→ **Entries shown**
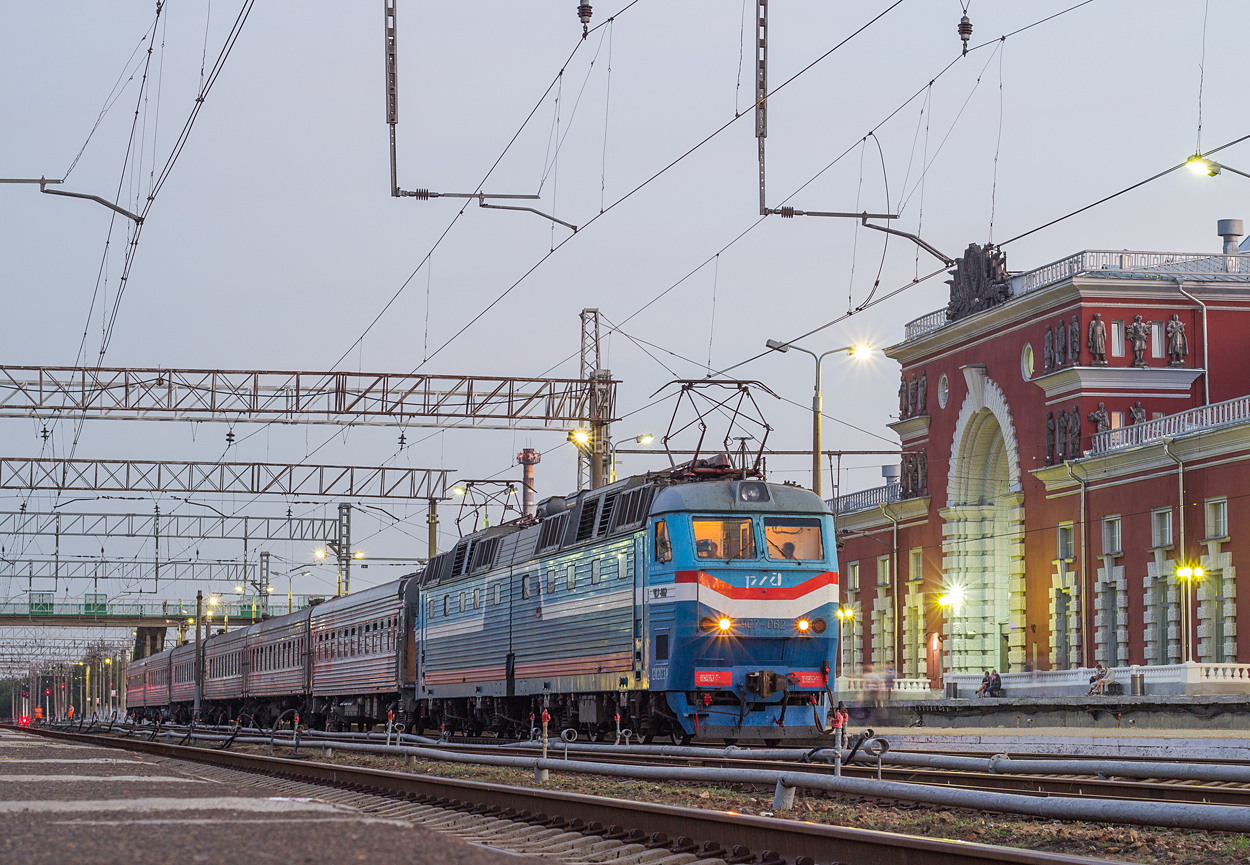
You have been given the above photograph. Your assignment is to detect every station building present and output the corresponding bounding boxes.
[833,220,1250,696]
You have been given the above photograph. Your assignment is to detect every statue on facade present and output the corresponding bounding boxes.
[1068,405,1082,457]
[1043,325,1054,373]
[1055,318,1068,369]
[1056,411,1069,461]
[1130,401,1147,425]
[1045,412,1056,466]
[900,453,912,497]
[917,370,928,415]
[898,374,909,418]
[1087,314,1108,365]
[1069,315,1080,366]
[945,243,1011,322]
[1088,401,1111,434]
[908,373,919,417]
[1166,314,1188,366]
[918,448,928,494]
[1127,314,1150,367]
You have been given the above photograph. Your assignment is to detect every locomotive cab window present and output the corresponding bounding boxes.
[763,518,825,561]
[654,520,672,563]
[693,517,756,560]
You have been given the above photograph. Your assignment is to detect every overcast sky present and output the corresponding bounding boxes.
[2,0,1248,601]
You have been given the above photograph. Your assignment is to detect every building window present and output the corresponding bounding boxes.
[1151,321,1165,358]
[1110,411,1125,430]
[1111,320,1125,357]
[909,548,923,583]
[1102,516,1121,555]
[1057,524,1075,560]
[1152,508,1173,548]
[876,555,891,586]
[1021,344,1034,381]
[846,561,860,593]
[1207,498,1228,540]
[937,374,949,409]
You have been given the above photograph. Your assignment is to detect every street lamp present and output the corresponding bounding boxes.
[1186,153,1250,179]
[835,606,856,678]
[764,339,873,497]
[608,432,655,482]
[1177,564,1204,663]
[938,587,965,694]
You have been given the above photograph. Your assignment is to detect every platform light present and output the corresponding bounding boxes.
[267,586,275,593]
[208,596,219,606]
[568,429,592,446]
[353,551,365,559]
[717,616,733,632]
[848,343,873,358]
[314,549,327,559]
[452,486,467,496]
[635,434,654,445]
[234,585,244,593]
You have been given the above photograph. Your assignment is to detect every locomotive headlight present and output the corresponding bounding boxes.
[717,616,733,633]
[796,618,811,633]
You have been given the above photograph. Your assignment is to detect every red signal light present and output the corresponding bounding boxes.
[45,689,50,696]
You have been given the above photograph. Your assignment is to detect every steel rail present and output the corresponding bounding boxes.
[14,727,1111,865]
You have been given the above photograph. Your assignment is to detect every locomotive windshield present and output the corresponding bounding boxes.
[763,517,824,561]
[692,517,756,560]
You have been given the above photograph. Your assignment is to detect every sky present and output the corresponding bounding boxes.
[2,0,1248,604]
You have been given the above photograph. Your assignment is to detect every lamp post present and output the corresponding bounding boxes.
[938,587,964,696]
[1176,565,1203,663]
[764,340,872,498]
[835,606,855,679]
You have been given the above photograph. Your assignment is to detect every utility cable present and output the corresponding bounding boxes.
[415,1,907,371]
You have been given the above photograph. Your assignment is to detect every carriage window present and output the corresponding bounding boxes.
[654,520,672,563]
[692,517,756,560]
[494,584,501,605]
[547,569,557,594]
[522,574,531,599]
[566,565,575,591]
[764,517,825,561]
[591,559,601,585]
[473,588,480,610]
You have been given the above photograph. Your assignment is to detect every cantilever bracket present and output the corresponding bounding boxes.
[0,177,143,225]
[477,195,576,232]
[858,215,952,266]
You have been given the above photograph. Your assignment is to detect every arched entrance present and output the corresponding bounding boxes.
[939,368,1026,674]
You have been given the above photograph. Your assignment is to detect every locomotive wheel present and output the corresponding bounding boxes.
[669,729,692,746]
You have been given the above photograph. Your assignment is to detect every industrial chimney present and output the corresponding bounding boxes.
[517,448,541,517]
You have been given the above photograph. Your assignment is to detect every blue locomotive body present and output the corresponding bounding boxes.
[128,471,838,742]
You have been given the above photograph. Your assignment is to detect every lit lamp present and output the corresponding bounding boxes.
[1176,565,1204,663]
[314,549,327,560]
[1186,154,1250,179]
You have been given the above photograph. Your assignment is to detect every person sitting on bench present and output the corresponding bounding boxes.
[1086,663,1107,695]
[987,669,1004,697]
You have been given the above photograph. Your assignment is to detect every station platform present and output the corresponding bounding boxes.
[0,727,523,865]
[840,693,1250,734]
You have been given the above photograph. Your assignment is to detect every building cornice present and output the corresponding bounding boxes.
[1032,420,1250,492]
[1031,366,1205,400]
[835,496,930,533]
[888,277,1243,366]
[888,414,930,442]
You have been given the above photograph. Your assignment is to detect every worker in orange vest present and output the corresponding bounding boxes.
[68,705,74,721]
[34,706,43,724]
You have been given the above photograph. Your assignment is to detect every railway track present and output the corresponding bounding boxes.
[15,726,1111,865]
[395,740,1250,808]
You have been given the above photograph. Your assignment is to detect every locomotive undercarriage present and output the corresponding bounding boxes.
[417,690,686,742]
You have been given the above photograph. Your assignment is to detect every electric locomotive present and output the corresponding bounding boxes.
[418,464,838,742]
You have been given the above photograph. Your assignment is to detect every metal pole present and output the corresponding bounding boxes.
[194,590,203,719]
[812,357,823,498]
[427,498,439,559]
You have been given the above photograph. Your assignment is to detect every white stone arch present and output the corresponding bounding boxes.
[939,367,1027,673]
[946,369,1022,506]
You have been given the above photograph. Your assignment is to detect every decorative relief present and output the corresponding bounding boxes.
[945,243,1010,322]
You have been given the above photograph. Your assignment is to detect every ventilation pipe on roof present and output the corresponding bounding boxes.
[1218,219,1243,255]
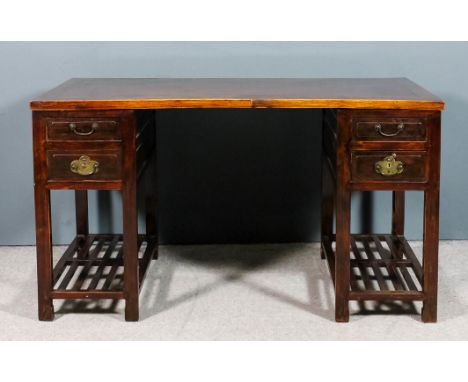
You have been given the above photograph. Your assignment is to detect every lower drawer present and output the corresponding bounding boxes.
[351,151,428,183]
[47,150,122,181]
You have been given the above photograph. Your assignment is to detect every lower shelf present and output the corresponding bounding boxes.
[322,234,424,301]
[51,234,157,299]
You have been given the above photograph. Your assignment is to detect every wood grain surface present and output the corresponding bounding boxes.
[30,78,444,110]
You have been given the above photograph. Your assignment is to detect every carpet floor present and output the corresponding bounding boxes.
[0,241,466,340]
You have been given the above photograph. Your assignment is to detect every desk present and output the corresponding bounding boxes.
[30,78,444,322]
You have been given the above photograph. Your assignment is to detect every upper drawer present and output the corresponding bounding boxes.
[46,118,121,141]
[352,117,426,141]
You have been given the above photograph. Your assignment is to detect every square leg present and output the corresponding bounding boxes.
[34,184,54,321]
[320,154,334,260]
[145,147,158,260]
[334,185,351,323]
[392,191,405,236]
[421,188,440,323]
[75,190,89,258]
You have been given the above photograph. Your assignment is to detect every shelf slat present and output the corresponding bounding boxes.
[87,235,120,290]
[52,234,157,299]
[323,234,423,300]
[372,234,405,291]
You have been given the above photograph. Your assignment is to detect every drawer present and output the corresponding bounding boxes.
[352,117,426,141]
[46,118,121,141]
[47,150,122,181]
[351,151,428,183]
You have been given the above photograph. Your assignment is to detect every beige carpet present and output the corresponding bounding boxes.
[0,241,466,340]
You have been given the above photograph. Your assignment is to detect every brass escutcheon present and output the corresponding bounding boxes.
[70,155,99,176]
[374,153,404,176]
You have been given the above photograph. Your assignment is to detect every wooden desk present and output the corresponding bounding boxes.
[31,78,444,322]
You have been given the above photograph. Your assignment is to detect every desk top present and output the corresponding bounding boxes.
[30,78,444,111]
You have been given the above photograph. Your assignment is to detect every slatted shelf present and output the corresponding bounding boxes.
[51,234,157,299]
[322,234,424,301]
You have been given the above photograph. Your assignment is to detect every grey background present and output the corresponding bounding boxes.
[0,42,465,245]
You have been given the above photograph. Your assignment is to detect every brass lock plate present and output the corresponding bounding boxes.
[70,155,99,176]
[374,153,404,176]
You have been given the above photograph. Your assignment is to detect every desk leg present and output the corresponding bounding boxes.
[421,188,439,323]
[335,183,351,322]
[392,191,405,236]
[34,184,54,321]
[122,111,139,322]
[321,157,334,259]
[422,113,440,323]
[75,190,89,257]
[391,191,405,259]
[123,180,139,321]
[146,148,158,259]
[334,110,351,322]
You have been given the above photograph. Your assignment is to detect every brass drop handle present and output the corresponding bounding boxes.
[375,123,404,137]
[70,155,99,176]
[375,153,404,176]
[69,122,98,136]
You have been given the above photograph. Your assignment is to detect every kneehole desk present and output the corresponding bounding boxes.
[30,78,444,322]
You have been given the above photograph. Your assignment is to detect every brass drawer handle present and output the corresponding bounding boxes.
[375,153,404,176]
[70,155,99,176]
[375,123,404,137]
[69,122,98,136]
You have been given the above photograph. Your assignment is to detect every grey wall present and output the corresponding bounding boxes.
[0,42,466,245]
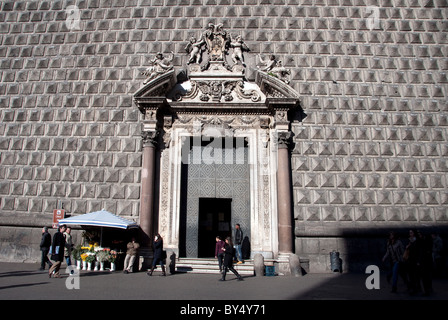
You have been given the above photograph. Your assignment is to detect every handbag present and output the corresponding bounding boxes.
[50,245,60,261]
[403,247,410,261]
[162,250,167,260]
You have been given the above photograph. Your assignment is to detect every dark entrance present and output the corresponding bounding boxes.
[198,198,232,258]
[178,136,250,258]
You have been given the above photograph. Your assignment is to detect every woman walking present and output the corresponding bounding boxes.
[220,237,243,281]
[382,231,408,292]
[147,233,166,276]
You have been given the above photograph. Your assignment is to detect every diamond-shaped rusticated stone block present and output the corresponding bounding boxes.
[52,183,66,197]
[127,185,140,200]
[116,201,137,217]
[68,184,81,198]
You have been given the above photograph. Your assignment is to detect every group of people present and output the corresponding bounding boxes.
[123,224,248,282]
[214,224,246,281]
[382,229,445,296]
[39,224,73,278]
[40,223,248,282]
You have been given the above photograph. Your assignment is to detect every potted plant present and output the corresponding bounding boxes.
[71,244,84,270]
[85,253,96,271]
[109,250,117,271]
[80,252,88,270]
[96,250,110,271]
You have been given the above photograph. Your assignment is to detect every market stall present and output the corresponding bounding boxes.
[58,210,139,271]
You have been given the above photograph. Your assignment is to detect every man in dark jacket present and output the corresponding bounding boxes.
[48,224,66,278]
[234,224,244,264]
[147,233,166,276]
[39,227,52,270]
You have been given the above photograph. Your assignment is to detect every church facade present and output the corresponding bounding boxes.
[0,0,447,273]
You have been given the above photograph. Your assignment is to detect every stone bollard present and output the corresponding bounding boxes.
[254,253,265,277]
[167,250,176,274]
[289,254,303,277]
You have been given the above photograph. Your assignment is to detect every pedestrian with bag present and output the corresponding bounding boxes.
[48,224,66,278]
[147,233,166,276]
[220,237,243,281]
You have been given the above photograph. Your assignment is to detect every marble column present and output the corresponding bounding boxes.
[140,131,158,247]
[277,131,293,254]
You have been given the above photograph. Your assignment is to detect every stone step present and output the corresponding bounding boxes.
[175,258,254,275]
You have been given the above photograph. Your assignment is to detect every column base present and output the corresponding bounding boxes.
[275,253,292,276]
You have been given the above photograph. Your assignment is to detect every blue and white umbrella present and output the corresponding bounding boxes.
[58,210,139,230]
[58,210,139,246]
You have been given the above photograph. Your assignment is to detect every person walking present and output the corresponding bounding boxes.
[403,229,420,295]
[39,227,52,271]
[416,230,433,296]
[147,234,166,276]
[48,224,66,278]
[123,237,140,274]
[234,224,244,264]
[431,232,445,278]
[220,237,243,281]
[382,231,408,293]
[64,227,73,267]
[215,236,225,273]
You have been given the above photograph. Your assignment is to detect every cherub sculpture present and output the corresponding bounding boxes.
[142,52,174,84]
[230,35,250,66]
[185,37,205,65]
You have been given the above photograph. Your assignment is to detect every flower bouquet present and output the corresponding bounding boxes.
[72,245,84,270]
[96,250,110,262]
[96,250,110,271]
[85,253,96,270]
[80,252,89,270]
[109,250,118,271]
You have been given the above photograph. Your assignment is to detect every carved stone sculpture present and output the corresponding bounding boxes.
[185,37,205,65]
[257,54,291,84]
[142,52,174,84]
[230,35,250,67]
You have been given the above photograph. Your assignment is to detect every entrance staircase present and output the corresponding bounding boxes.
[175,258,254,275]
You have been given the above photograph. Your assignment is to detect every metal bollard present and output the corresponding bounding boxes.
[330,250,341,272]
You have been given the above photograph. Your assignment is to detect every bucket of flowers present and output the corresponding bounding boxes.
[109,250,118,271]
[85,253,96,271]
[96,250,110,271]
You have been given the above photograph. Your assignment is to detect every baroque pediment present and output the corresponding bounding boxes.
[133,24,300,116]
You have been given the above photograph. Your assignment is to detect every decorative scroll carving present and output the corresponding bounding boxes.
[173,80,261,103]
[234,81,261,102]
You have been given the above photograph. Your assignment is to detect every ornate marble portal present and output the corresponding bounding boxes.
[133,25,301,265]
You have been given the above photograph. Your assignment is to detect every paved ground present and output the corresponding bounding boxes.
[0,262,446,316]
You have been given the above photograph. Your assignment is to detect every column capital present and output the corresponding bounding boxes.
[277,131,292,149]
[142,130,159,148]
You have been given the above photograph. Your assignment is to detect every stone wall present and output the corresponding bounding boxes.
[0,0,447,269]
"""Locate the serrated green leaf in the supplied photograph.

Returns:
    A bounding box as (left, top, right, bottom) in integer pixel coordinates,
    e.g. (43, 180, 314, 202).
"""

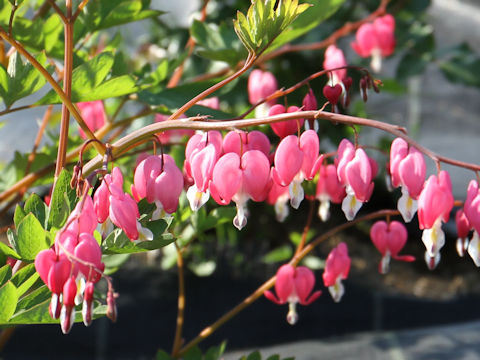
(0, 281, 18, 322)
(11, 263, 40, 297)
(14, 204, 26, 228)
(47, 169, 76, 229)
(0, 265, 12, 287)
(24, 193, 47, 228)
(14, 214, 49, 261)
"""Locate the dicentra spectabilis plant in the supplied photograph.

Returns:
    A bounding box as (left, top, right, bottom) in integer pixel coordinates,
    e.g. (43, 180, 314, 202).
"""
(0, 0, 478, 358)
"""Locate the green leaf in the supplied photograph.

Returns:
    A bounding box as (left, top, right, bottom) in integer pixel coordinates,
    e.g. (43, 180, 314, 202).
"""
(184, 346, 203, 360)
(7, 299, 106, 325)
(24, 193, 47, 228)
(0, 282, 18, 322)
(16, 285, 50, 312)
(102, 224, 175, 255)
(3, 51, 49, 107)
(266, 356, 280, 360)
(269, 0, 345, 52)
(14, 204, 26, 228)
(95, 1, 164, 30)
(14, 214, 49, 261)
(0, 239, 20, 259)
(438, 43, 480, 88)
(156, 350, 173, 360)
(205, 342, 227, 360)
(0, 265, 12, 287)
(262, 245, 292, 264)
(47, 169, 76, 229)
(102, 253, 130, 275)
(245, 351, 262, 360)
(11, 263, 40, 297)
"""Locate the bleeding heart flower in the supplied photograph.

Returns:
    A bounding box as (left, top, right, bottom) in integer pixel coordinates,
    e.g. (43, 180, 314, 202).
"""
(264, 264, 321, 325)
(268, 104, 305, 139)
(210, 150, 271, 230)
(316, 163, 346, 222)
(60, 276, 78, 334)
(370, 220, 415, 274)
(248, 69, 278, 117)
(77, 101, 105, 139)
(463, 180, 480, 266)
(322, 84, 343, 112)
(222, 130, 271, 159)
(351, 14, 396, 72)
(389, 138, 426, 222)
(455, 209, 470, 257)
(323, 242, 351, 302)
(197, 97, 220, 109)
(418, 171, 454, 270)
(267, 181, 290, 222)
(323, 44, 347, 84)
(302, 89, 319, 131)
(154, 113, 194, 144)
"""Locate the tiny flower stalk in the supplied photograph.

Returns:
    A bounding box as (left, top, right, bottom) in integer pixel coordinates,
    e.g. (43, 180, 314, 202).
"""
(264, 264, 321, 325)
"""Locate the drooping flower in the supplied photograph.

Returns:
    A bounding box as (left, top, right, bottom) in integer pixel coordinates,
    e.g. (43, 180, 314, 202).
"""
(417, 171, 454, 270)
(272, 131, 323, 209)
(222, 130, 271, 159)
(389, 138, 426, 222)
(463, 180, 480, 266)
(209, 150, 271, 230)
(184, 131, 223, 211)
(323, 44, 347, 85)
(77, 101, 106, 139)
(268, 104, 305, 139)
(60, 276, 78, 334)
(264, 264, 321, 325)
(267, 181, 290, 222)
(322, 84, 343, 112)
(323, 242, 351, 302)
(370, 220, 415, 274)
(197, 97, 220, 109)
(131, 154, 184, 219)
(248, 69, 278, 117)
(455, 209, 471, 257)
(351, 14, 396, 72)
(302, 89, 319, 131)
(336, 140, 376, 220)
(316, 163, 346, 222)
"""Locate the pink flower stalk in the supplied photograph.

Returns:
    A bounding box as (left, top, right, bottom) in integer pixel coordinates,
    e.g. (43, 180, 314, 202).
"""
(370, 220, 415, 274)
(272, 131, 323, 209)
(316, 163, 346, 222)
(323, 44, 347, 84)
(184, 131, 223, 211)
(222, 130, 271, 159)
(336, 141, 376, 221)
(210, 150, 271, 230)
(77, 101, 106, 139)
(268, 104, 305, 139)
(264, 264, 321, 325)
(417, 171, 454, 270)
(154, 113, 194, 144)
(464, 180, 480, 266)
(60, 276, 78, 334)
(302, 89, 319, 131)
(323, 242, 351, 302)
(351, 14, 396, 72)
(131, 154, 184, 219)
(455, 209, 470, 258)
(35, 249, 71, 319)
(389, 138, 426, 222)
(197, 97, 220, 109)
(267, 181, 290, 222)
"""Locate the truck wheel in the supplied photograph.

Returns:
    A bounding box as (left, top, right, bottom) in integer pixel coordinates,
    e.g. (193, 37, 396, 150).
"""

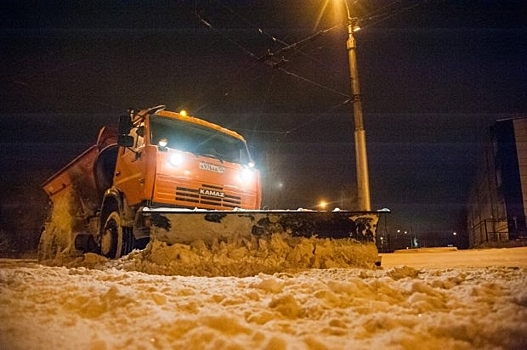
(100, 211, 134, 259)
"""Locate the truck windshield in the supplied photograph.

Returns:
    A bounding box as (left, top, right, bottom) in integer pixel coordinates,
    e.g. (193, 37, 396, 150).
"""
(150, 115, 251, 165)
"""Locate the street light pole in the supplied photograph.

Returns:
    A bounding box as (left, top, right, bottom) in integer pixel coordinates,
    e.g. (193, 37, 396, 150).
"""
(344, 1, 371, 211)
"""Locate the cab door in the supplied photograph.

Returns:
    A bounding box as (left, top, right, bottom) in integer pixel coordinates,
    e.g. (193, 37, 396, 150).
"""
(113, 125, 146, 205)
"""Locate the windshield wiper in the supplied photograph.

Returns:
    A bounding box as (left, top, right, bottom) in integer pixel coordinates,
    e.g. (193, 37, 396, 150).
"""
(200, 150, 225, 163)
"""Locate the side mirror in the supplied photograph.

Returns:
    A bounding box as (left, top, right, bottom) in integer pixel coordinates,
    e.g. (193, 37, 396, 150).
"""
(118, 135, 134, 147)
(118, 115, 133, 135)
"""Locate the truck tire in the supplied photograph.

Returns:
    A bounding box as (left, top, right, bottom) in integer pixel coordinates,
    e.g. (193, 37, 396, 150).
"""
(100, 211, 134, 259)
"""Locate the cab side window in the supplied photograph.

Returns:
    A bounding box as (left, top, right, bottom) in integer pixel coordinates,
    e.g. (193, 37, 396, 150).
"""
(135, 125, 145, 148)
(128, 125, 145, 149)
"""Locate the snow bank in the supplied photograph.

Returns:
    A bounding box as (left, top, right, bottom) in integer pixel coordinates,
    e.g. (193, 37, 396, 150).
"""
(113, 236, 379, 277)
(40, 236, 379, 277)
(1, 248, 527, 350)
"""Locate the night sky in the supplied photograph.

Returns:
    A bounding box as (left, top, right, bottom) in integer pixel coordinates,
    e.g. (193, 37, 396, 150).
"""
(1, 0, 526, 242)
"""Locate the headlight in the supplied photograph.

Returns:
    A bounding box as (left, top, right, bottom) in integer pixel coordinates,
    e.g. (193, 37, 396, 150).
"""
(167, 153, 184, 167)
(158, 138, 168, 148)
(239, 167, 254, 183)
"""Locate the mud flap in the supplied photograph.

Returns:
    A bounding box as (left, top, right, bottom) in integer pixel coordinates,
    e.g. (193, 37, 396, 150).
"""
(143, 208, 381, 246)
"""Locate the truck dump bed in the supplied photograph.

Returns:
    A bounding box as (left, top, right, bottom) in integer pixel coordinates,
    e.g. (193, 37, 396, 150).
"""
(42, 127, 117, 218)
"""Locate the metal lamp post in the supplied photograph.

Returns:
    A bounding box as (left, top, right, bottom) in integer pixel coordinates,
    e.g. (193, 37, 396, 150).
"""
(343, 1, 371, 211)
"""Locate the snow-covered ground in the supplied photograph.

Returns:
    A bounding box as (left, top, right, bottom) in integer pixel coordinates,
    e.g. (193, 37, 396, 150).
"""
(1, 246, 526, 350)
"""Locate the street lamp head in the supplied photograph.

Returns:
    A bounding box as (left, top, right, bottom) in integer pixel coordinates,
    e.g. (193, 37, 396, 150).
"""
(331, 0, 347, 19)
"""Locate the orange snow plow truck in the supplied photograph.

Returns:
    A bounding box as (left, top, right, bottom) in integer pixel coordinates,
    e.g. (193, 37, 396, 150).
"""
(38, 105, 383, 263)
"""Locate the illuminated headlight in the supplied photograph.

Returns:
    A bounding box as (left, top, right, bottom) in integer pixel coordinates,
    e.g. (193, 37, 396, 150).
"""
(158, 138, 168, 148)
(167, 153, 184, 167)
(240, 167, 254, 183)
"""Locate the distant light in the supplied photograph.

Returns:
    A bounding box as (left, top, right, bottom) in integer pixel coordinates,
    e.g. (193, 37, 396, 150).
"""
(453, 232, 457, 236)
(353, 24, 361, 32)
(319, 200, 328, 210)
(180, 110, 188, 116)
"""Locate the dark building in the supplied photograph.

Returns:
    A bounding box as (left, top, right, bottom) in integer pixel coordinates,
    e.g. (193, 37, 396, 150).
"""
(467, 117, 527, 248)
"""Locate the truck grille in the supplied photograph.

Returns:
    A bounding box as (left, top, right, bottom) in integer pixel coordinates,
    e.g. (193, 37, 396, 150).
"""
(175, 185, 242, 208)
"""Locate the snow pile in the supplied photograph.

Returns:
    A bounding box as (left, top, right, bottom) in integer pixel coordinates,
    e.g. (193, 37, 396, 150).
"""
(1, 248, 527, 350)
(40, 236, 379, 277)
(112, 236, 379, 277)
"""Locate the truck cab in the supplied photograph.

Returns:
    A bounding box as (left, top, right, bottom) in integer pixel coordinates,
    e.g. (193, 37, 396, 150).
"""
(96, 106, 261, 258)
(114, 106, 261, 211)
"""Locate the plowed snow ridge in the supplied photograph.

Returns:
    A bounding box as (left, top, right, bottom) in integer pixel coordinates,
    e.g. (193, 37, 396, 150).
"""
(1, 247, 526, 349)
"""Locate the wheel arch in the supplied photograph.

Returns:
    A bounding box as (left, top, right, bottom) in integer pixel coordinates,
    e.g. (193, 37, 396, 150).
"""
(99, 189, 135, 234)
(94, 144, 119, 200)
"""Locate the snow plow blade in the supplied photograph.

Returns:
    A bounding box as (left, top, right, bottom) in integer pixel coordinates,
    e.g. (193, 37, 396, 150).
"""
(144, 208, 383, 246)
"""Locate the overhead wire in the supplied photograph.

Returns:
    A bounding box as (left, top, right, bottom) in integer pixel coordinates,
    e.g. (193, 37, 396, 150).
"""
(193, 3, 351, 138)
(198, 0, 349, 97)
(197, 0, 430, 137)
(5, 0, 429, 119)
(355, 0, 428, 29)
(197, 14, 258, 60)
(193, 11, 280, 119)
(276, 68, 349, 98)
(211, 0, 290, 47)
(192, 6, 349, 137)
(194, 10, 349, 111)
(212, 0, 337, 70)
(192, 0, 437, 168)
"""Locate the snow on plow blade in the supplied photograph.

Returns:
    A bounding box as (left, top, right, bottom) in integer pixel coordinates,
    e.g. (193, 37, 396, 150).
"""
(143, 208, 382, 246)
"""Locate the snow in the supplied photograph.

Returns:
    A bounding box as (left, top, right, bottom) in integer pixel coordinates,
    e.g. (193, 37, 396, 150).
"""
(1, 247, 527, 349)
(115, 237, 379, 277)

→ **Requirement**
Lines from the records above that hold "stalk" are the ones to list.

→ **Answer to the problem**
"""Locate the tiny flower stalk in the supplied photograph.
"""Locate the pink flower stalk in the supplied photograph.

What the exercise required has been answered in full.